Required actions:
**a.** Please reproduce the part of the reflection starting with "I just wonder" and going on through "go very badly.".
**b.** Answer these questions from the reflection:
(i) According to what he says, what is easier for him?
(ii) Besides being intelligent yet silly, what practical skill does the writer claim?
(iii) Why did the writer tell him about starting to feel more?

The thing is... Is I like him. I like the man he is, I like him as a friend, I like him as a lover, I just simply like him. And that's fine, but when my mind automatically thinks something along the lines of "I don't want anyone else," where I feel a deeper connection that's not just romantic but... surreal, I have to stop. I can't allow it. It's not that I don't want it. I do. I love that feeling. That connection. But it's already going to hurt, and I don't want the pain to be worse.

I'd like to say he feels the same, but he doesn't. At least that is what he says. He says it's easier for him to separate things and that it's better to not hypothesis if things were different because it only complicates things. It does. But a part of me feels that ... That he feels the same thing, but he's just gotta stronger barrier. Though, it could just be what it is.

I don't like to brag about myself. I tend to just brush off compliments and the like... But I'm a great person. I'm nice, sweet, caring. I'm intelligent yet silly. I can cook and I'm fairly attractive. I'm easy to talk to and feel like a genuine person. I have passion and creativity...

I just wonder if he sees that at all. If he sees me. I'm a pretty straight-forward and understanding person. Probably too understanding. I think what I did was right. Not just for myself, but for him too. I respected him enough and cared about him too much to not tell him that I started feeling more. I think if I hadn't, it would have made things go very badly.

What-if's.. I can't help but to think what if this or that. I'm hardwired to think, to question, to see all the different outcomes and yet, I'm foolish to hope for a better ending. Or would it be beginning? I wish I wasn't damaged emotionally. That I was ready. I wish that he wasn't hurt and in the position he's in. But then, I wonder if we weren't... Would I still feel the way I do?

Data records:
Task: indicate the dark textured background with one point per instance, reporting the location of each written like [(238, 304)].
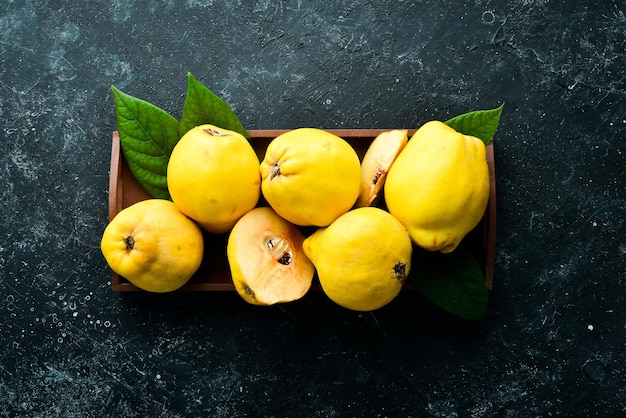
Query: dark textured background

...

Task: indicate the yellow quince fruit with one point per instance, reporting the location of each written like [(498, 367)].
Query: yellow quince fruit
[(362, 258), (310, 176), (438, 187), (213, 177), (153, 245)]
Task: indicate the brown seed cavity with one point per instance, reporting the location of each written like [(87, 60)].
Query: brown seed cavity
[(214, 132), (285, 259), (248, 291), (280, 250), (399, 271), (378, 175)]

Problem solutions:
**a.**
I just wonder if he sees that at all. If he sees me. I'm a pretty straight-forward and understanding person. Probably too understanding. I think what I did was right. Not just for myself, but for him too. I respected him enough and cared about him too much to not tell him that I started feeling more. I think if I hadn't, it would have made things go very badly.

**b.**
(i) Separating things.
(ii) Cooking.
(iii) The writer respected him enough and cared about him too much not to tell him.